• [EXTRACTED RECORDS]
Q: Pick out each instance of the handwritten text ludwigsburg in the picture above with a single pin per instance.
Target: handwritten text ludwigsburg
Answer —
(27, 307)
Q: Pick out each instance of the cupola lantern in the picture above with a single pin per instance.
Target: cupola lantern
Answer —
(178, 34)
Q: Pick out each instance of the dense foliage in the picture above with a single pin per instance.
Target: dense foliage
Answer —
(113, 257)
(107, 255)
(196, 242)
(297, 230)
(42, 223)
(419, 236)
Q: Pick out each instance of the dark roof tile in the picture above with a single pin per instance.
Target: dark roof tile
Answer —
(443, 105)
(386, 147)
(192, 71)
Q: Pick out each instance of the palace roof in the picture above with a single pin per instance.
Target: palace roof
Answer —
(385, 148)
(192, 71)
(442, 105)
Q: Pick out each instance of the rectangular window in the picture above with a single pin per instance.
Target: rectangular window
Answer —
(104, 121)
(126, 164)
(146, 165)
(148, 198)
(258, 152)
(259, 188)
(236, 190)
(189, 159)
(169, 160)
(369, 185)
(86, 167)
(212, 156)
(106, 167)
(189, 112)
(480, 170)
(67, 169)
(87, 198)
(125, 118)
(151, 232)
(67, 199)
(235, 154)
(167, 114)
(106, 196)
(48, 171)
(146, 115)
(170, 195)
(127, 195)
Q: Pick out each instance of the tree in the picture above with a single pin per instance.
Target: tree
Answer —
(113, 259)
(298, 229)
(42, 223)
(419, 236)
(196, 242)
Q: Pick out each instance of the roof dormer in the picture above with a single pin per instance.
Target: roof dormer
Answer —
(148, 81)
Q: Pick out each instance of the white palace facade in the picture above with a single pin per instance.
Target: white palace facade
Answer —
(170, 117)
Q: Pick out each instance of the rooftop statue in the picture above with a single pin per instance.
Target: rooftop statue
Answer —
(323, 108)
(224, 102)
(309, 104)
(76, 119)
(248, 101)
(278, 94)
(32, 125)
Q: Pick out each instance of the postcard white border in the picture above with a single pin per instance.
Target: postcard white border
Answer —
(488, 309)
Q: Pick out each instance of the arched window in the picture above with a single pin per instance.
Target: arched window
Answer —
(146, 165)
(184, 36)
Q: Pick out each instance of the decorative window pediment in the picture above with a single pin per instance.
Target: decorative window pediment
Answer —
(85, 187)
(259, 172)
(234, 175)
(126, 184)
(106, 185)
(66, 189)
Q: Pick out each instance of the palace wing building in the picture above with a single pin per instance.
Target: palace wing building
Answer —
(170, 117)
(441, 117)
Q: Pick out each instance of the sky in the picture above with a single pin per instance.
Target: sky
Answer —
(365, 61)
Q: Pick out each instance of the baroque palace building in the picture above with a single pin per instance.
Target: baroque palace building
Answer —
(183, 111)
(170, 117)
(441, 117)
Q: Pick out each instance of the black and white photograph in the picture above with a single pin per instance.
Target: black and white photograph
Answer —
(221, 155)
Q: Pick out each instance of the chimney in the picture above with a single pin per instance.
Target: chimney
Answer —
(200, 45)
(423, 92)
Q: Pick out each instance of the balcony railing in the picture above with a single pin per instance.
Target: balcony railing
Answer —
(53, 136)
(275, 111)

• [EXERCISE DETAILS] The answer must be all the lines above that hold the word "dormer".

• [SOLVED EXERCISE]
Q: Pick out each instance of the roof dormer in the picture above with a single pin per instance.
Target: roof dormer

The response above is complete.